Prompt >>
In your answer, print every record exactly as it is written.

Exercise inputs >>

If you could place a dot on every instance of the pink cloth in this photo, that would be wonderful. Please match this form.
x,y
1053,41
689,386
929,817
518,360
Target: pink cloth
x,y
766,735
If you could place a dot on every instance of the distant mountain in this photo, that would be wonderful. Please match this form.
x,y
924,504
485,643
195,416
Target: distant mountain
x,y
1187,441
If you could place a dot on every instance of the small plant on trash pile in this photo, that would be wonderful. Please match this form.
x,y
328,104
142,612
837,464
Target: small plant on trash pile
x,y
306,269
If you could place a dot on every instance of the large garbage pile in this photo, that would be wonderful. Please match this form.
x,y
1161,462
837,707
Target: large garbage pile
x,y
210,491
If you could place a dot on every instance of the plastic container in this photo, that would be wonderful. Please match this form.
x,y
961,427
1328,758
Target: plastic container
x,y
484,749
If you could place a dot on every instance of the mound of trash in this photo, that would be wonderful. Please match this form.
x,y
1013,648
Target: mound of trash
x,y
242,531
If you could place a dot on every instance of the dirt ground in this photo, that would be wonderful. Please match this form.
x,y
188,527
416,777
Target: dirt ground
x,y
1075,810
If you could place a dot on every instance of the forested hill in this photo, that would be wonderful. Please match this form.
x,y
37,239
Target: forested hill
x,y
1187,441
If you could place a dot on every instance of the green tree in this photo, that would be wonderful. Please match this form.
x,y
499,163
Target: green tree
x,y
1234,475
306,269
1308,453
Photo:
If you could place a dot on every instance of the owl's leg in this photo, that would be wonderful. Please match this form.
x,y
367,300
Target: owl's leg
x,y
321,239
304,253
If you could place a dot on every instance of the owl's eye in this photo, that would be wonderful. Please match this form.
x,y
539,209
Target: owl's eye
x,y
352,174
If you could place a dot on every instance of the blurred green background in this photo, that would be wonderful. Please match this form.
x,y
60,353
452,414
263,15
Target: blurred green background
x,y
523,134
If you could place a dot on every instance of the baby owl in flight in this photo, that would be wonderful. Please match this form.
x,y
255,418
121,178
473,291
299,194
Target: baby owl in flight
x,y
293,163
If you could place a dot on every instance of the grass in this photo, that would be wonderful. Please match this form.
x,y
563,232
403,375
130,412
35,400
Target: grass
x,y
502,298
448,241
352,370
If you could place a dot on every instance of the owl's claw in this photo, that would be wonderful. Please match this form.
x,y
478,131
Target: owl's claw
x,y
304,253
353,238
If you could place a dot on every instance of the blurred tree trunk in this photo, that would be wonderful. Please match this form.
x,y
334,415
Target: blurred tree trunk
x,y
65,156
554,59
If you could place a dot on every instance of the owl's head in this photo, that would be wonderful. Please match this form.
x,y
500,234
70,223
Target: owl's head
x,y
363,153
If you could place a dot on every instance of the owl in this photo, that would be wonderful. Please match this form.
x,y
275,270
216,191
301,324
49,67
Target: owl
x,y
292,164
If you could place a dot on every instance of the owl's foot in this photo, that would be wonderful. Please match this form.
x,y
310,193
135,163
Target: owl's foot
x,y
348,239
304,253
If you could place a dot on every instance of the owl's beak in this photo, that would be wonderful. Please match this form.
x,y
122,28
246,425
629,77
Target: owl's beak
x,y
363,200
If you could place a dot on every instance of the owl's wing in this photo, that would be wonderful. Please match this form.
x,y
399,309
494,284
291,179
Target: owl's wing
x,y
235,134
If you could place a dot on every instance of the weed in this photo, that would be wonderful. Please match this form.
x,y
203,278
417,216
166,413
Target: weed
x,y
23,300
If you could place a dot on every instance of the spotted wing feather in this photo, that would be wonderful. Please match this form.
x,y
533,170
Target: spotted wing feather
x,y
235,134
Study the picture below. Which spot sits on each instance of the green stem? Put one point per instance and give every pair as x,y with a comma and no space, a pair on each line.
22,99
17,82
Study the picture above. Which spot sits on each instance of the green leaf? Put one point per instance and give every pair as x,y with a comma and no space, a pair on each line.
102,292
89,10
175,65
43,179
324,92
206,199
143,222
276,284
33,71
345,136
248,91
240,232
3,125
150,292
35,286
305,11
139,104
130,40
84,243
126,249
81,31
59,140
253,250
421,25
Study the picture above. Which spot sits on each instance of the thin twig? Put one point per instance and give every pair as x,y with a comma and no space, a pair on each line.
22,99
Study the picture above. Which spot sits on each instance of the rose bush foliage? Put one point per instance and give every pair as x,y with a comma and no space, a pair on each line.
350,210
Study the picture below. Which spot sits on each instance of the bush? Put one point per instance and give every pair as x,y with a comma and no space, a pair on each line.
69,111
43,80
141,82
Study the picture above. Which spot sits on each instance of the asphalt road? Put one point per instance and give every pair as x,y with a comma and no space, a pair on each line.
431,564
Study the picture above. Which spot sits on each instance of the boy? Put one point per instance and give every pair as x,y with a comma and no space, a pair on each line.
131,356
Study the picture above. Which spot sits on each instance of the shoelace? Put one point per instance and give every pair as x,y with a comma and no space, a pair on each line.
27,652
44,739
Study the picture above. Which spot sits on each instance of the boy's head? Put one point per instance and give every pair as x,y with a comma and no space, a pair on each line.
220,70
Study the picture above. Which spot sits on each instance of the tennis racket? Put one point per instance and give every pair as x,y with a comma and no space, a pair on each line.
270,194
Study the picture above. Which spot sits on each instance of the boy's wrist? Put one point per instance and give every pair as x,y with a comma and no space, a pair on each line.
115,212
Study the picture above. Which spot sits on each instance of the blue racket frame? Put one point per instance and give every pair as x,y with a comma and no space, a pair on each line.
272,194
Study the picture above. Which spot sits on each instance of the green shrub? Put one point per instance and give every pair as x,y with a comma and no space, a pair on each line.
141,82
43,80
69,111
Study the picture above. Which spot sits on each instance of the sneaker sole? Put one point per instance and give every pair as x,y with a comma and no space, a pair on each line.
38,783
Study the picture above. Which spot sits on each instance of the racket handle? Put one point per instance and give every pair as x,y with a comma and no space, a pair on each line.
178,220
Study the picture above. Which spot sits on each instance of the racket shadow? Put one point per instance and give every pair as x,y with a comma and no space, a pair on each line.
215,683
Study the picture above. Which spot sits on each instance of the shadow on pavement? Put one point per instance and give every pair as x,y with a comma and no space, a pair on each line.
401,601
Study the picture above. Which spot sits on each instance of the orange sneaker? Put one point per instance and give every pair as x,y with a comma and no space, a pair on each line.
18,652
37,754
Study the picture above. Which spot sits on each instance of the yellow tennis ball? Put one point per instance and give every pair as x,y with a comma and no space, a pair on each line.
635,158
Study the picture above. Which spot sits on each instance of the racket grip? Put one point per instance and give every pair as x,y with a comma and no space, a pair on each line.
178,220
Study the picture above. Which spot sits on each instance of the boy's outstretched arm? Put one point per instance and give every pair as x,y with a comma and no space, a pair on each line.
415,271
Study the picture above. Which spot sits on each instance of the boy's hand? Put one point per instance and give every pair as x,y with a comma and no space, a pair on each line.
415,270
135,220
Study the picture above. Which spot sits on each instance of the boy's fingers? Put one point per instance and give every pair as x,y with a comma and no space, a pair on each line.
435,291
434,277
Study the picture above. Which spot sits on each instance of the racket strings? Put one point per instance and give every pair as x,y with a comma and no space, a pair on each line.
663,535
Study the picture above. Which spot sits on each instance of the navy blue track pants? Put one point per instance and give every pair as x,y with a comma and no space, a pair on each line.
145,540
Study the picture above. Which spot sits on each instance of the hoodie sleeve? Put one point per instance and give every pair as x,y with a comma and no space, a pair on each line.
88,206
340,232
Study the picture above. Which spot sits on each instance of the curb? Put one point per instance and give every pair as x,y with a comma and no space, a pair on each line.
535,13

Solved exercise >>
If you could place a dot on every instance of the pink cloth in this photo, that would be wonderful. Please match this form.
x,y
1053,41
689,386
929,817
518,360
Target: pink cloth
x,y
766,735
If you could place a dot on every instance of the distant mountain in this photo, that would be wonderful. Please match this form.
x,y
924,504
485,643
195,416
Target: distant mountain
x,y
1187,441
If you could place a dot on every instance of the small plant on trash pile in this photo, that would be wonderful. Please match this form.
x,y
328,104
142,612
837,464
Target: small plant on trash pile
x,y
306,269
If you could place a dot on every instance of the large garbage pile in this photo, that would be wonderful. Please match this form.
x,y
1161,462
837,707
Target: large garbage pile
x,y
210,491
If you could place a dot on every instance of the plastic container in this photo, that would be wonderful. Please match this form.
x,y
961,427
1328,758
Target: plastic container
x,y
484,749
If you could place a dot on every instance of the mound of trash in this photo, that would be wonderful. Please match this form.
x,y
1013,648
Target: mound of trash
x,y
242,531
If you could place a dot on every instance of the dirt ground in this photo, that would be wonderful. Please match this form.
x,y
188,527
416,777
Target: dirt ground
x,y
1075,810
If you could place a dot on every instance of the forested hill in this photo, that would be wonderful. Please match this form.
x,y
37,239
Target: forested hill
x,y
1187,441
If you could place a dot on every instance of the green tree in this photo, that would be wonderful. Please match this form.
x,y
499,163
Target: green tree
x,y
1234,475
306,269
1308,453
Photo:
If you could place a dot on every instance of the owl's leg in this photo, that would be wonderful. Please match this form.
x,y
367,300
Target: owl's leg
x,y
321,239
304,253
If you could place a dot on every instance of the owl's eye in this photo, that would be wonderful. Please match this form.
x,y
539,209
Target: owl's eye
x,y
352,174
If you could place a dot on every instance of the blurred green background in this photo, that would be wonderful. Please match this form.
x,y
60,353
452,414
263,15
Target: blurred green background
x,y
523,134
If you could place a dot on every instance of the baby owl in flight in this photo, that would be wonderful. Please match this form.
x,y
255,418
121,178
473,291
299,194
Target: baby owl in flight
x,y
293,163
If you could place a dot on every instance of the grass in this photo, that would be wonderful. Please match this form.
x,y
563,232
403,375
130,412
35,400
Target: grass
x,y
502,298
448,241
352,370
If you could place a dot on every instance of the owl's claw in this photo, that would be wonderful. Please match this form.
x,y
478,131
Target: owl's claw
x,y
304,253
353,238
If you could place a dot on every instance of the blurred tree trunk in this photo, that would be wonderful. Please match this form.
x,y
334,415
Target: blurred tree trunk
x,y
65,156
554,59
If you could place a dot on every instance of the owl's head in this photo, that would be wonderful. Please match this form.
x,y
500,234
70,223
Target: owl's head
x,y
363,153
If you could place a dot on every instance of the owl in this photo, that would be wonderful. Please match this form.
x,y
275,270
216,191
301,324
49,67
Target: owl
x,y
292,164
If you could place a dot on every instance of the owl's foot in this photo, that would be wonderful. Please match this form.
x,y
310,193
135,163
Target: owl's foot
x,y
348,239
304,253
If you could place a dot on every instance of the owl's beak in this photo, that would be wonderful. Please match this form.
x,y
122,28
246,425
629,77
Target: owl's beak
x,y
363,200
If you could place a dot on every instance of the owl's wing in this photo, that would be wonderful. Please match this form.
x,y
399,309
494,284
291,179
Target: owl's wing
x,y
235,134
If you could place a dot on every instance of the weed in this photo, that would be wonderful. Please match this form.
x,y
203,278
417,216
166,413
Target: weed
x,y
23,300
If you could place a dot on every instance of the spotted wing feather in this photo, that would be wonderful. Please match this form.
x,y
533,170
Target: spotted wing feather
x,y
235,134
Study the picture below. Which spot sits on each instance of the green stem? Put one point per instance and give every pair as x,y with a comma and no space, a pair on each line.
22,99
17,82
Study the picture above. Which spot sits on each instance of the green leaf? Put one point per instance and give every pair as x,y with a comma and no space, a pair on each line.
102,292
89,10
175,65
43,179
324,92
206,199
143,222
276,284
33,71
345,136
248,91
240,232
3,125
150,292
35,286
305,11
139,104
130,40
84,243
126,249
81,31
59,140
253,250
421,25
Study the picture above. Which spot sits on each instance of the thin twig? Put one point per instance and give every pair as x,y with a comma and no space, a pair on each line.
22,99
Study the picture above. Which spot sits on each instance of the rose bush foliage? Put one point per instance and give every pair as x,y with a comma and no space, a pair on each line.
350,210
Study the picture below. Which spot sits on each instance of the bush? Put one point per instance and give every pair as x,y with a comma and no space, a pair on each line.
69,111
43,80
141,82
Study the picture above. Which spot sits on each instance of the asphalt road? Put one point per instance and give every pair as x,y with a comma and no space, a pair on each line.
431,564
Study the picture above. Which spot sits on each instance of the boy? Put one point per instance and give every pair as x,y with a comma and no space, a pair on each line.
131,356
Study the picture above. Which spot sits on each instance of the shoelace? Put one point per instance and give every pair as x,y with a comma and no space, a pair on each line.
27,652
44,739
Study the picture above. Which spot sits on each instance of the boy's head? Put one point per instance and give every pair as x,y with a comma and no space, a pair on each line.
220,70
Study the picture above. Which spot sits on each instance of the tennis racket? Put one point per instance and give every pair as x,y with a comma and no space, a pair on each line.
270,194
Study the picture above. Which spot sits on each instance of the boy's wrist? Put one point per instance and give every pair as x,y with a comma and no space, a pair on each line.
115,212
Study the picture above. Which spot sits on each instance of the blue racket frame? Put one point per instance and give every pair as x,y with a comma and no space, a pair on each line.
272,194
Study the picture above. Which spot sits on each instance of the green shrub? Put one point per instance and give every pair as x,y with a comma and no space, a pair on each line.
141,82
43,80
69,111
Study the picture above. Which spot sits on each instance of the sneaker sole? Put one point per instance and give every pair as x,y with a comma and no space, a pair on each line.
38,783
Study the picture above. Which spot sits on each instance of the racket handle? Put one point per instance and give every pair as x,y with a comma and no space, a pair on each line.
178,220
Study the picture above. Which spot sits on each instance of the racket shadow? Put one point per instance and give every pair as x,y with a comma and no space, a pair on each line.
215,683
Study the picture above. Which spot sits on each instance of the shadow on pavement? Put one point per instance and give every pair as x,y with a comma and no space, a pair on each line.
401,601
Study the picture above. Which spot sits on each instance of the orange sneaker? Put one point per instance and give every pair as x,y with a comma and no space, a pair on each line.
18,652
37,754
Study the picture above. Which spot sits on each instance of the yellow tennis ball? Put one point per instance and give every pair as x,y with a comma and no space, a pair on each line.
635,158
Study the picture above. Which spot sits on each instance of the racket grip? Put one point per instance and give every pair as x,y with a comma and no space, a pair on each line.
178,220
Study the picture above. Which spot sits on each instance of the boy's outstretched arm? Put one point per instance and give every pair as x,y with a comma and no space, a pair on each line.
415,271
Study the picture above. Which spot sits on each instance of the boy's hand? Put one point per instance and give every pair as x,y with a comma and no space, a pair on each line.
415,270
135,220
Study the picture above. Which spot sits on each instance of the boy's fingers? Put one point per instance and give every pair as x,y with a comma and no space, a pair on each line.
435,291
434,277
Study the picture above. Which spot sits on each instance of the racket strings? Put one point per instance and give every pair as x,y with a comma and no space, a pair on each line.
663,535
Study the picture above. Which spot sits on each instance of the navy blue track pants? Put one point per instance and give every pair as x,y with a comma and no space, a pair on each line.
145,540
Study the picture above. Which spot sits on each instance of the hoodie sleeve? Put one point per instance and give every pair as x,y with a comma and no space, a pair on each line.
88,206
340,232
Study the picture above. Which spot sits on each instance of the curb? Put one point per instance and give every pair as x,y with a comma and no space, a pair on each line.
535,13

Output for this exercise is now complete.